(EXERCISE DESCRIPTION)
Copy every line of the material below word for word.
# start of LISTED ENTRIES
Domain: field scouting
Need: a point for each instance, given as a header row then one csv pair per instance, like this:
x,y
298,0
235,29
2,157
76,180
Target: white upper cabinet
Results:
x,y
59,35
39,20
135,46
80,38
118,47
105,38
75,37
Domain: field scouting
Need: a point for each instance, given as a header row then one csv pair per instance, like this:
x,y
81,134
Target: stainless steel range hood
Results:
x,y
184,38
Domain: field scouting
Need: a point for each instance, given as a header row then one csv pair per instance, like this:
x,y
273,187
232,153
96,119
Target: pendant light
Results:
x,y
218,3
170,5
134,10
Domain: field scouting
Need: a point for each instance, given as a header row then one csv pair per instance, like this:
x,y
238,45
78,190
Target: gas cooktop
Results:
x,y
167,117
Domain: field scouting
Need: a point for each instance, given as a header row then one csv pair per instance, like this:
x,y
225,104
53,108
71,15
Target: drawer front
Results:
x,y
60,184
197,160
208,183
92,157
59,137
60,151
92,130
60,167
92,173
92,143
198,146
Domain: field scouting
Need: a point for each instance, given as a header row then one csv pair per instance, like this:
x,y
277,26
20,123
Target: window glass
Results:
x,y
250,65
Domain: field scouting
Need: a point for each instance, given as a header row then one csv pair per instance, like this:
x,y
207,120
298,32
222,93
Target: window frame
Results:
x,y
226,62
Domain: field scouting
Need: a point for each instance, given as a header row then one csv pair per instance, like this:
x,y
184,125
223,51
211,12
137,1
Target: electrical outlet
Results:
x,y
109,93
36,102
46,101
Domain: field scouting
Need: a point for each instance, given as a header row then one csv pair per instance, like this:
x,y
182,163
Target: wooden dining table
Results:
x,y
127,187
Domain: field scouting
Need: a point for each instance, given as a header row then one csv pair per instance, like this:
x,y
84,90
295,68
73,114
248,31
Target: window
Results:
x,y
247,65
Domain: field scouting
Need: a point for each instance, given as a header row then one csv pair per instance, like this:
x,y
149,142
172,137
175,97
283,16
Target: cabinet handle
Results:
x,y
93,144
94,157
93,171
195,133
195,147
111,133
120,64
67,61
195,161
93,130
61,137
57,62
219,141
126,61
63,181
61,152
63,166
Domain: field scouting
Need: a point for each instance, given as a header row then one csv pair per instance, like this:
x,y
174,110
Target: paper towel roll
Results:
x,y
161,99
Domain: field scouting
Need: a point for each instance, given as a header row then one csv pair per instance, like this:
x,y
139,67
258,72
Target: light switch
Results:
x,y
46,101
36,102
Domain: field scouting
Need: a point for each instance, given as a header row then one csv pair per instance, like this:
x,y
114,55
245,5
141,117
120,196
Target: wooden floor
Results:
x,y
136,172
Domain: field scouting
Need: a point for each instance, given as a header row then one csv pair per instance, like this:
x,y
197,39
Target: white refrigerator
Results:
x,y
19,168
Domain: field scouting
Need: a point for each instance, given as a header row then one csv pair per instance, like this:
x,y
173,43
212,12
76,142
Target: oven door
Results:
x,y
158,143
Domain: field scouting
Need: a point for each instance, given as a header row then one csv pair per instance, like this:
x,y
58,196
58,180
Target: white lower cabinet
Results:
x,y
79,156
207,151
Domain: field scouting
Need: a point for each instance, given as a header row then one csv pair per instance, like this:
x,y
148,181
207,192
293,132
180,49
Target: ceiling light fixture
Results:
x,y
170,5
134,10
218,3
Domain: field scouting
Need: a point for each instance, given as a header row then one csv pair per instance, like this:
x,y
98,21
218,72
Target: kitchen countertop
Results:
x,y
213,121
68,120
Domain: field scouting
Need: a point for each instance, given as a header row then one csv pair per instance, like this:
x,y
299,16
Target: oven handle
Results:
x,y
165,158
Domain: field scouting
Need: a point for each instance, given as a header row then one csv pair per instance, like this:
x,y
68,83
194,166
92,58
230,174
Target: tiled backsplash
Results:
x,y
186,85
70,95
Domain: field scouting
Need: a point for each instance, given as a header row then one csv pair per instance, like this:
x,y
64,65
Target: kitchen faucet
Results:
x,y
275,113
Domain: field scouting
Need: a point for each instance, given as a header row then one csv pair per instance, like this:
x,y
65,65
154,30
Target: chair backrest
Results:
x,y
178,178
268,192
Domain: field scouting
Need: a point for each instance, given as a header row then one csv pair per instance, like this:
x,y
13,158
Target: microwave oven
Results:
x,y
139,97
# end of LISTED ENTRIES
(TASK RESULT)
Domain: field scouting
Need: a point for each instance, given as a header row then one csv pair per instance, like this:
x,y
298,0
235,29
2,157
76,180
Target: white upper cabinet
Results:
x,y
59,35
39,20
135,46
80,38
118,47
105,38
75,37
Domain: field scouting
Need: a point for each instance, given as a header row then one csv pair per instance, like this:
x,y
81,134
Target: stainless steel range hood
Results:
x,y
184,38
Domain: field scouting
Need: a point for each instance, given as a header row then one csv pair per instance, like this:
x,y
273,187
232,153
96,119
Target: pendant light
Results:
x,y
218,3
170,5
134,10
Domain: field scouting
Need: a point for each instance, given as a header row then one csv pair per instance, like this:
x,y
238,45
78,190
Target: gas cooktop
Results:
x,y
167,117
Domain: field scouting
Need: a point for each instance, given as a header row then one csv pair per instance, like this:
x,y
225,104
53,108
71,15
Target: drawer front
Results:
x,y
60,184
197,160
208,183
92,157
59,137
60,151
92,130
60,167
92,173
92,143
198,146
Domain: field scouting
Need: a point for each instance, given as a header row then one csv pair per instance, like this:
x,y
277,26
20,123
Target: window glass
Results:
x,y
250,65
Domain: field scouting
Need: a point for each instance, given as a header row then one csv pair per instance, like this:
x,y
207,120
298,32
222,93
Target: window frame
Results:
x,y
226,62
Domain: field scouting
Need: a point for each instance, given as a header row then one csv pair per instance, like this:
x,y
184,125
223,51
211,12
137,1
Target: electrical outlet
Results:
x,y
109,93
36,102
46,101
Domain: field scouting
Need: a point for each instance, given as a header row then one csv pair per instance, like this:
x,y
182,163
Target: wooden dining table
Results:
x,y
127,187
Domain: field scouting
Need: a point for each instance, given as a header row then one csv pair per instance, like this:
x,y
84,90
295,68
73,114
248,31
Target: window
Results:
x,y
247,65
Domain: field scouting
Need: a point for each instance, given as a header row then one csv pair per instance, like this:
x,y
149,142
172,137
175,97
283,16
Target: cabinet handle
Results:
x,y
93,144
94,157
93,171
195,133
195,147
111,133
120,64
67,61
195,161
93,130
61,137
57,62
219,141
126,61
63,181
61,152
63,166
Domain: field scouting
Need: a point for each instance, given as a header row then one csv pair per instance, like this:
x,y
174,110
Target: paper towel roll
Results:
x,y
161,99
Domain: field scouting
Need: a point for each instance, given as a header row then one csv pair per instance, like this:
x,y
139,67
258,72
Target: light switch
Results:
x,y
46,101
36,102
Domain: field scouting
Need: a point for each instance, given as a header row then one csv pair per instance, like this:
x,y
114,55
245,5
141,117
120,196
Target: wooden floor
Results:
x,y
136,172
Domain: field scouting
Need: a point for each instance, given as a header row then one csv pair per instance, like this:
x,y
197,39
Target: white refrigerator
Results:
x,y
19,168
Domain: field scouting
Need: a point for each instance, given as a header row then one csv pair per instance, like this:
x,y
173,43
212,12
76,142
Target: oven door
Results:
x,y
158,143
Domain: field scouting
Need: a point for each instance, given as a header row then one csv pair per instance, like this:
x,y
58,196
58,180
Target: white lower cabinet
Results:
x,y
79,156
207,151
Domain: field scouting
Need: a point for each instance, given as a header row then one csv pair per instance, like this:
x,y
148,181
207,192
293,132
180,49
Target: ceiling light fixture
Results:
x,y
170,5
134,10
218,3
Domain: field scouting
Need: a point for each instance, given as a header row then one csv pair per instance, like this:
x,y
98,21
218,72
Target: kitchen countertop
Results:
x,y
213,121
68,120
Domain: field scouting
Need: a point for each instance, given as a header row then one csv pair per instance, like this:
x,y
299,16
Target: oven handle
Results:
x,y
165,158
Domain: field scouting
Need: a point for each instance, given as a header row then one csv pair per instance, like this:
x,y
68,83
194,166
92,58
230,174
Target: tiled backsplash
Results:
x,y
186,85
70,95
Domain: field scouting
Need: a point for each instance, given as a header row then one csv pair per instance, like this:
x,y
64,65
Target: kitchen faucet
Results:
x,y
275,113
Domain: field scouting
Need: a point for each instance, given as a header row then one csv pair per instance, like this:
x,y
65,65
154,30
Target: chair backrest
Results:
x,y
178,178
268,192
Domain: field scouting
Need: a point for each instance, given as a header row then one csv pair per instance, like this:
x,y
13,158
Target: microwave oven
Results:
x,y
139,97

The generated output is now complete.